## Material to process
================
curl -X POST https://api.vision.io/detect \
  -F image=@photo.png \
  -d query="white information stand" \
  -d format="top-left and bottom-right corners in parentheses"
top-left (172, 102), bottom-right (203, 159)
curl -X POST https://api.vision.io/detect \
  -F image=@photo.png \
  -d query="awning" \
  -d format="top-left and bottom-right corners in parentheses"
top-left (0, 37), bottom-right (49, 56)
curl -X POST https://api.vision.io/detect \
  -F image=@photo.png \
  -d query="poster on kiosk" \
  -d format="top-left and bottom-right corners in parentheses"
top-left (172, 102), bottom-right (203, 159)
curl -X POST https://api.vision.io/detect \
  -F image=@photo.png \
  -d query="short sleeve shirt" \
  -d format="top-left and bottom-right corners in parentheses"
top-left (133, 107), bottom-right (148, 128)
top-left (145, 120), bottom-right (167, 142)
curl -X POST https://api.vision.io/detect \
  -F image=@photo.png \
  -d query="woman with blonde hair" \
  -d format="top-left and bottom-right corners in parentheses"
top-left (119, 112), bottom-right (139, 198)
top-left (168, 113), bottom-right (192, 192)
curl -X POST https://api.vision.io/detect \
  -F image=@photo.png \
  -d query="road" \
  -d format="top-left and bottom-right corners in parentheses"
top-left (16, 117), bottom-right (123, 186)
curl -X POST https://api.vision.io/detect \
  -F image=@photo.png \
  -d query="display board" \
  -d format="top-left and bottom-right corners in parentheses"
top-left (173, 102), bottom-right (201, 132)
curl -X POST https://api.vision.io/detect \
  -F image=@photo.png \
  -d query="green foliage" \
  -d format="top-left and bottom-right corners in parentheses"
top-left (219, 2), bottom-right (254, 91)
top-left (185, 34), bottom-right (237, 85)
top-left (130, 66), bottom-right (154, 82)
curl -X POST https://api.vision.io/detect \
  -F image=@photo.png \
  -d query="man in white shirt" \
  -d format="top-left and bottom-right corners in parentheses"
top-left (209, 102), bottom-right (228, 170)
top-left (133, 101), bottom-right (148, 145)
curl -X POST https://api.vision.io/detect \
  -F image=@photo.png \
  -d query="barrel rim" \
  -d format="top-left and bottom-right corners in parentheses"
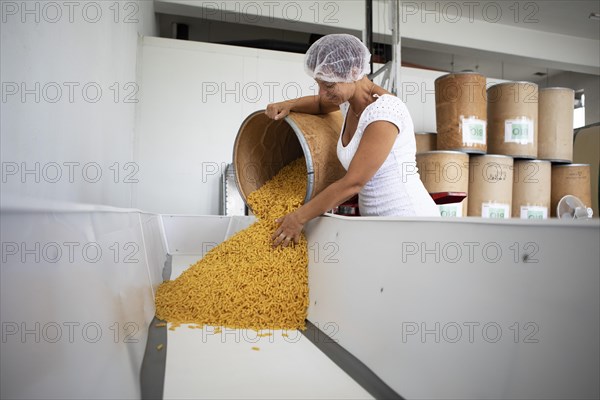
top-left (443, 148), bottom-right (487, 154)
top-left (415, 131), bottom-right (438, 135)
top-left (232, 110), bottom-right (314, 212)
top-left (487, 81), bottom-right (538, 90)
top-left (434, 71), bottom-right (486, 83)
top-left (513, 159), bottom-right (551, 164)
top-left (539, 158), bottom-right (573, 163)
top-left (552, 163), bottom-right (591, 167)
top-left (471, 154), bottom-right (514, 160)
top-left (416, 150), bottom-right (468, 156)
top-left (506, 155), bottom-right (538, 160)
top-left (284, 114), bottom-right (315, 204)
top-left (232, 110), bottom-right (262, 214)
top-left (539, 87), bottom-right (575, 92)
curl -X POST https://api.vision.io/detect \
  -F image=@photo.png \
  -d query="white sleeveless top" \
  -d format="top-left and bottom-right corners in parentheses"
top-left (337, 94), bottom-right (440, 217)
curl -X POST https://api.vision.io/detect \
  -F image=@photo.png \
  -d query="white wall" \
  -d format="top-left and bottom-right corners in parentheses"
top-left (1, 0), bottom-right (157, 208)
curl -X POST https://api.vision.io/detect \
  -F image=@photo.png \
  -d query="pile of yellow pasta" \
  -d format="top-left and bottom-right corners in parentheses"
top-left (155, 158), bottom-right (309, 330)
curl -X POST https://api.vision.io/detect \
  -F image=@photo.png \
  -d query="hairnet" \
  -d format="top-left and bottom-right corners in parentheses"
top-left (304, 34), bottom-right (371, 83)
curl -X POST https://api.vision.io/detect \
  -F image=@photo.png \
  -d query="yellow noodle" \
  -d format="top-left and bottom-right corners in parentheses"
top-left (155, 158), bottom-right (309, 331)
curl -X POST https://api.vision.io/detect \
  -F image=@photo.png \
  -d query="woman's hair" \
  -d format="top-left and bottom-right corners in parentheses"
top-left (304, 34), bottom-right (371, 83)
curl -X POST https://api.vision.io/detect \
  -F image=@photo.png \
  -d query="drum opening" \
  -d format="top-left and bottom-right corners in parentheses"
top-left (233, 111), bottom-right (306, 212)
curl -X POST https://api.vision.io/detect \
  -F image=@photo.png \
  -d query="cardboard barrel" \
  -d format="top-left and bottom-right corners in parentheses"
top-left (415, 132), bottom-right (437, 153)
top-left (233, 110), bottom-right (345, 211)
top-left (512, 159), bottom-right (551, 219)
top-left (468, 154), bottom-right (514, 218)
top-left (551, 164), bottom-right (592, 217)
top-left (487, 82), bottom-right (538, 159)
top-left (539, 87), bottom-right (575, 163)
top-left (435, 72), bottom-right (487, 154)
top-left (416, 151), bottom-right (469, 217)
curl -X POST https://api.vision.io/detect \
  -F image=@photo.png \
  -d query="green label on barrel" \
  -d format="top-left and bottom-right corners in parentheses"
================
## Your task
Which lines above contain the word "yellow"? Copy each of them.

## Task answer
  -d query="pile of yellow pasta" \
  -d query="yellow noodle" \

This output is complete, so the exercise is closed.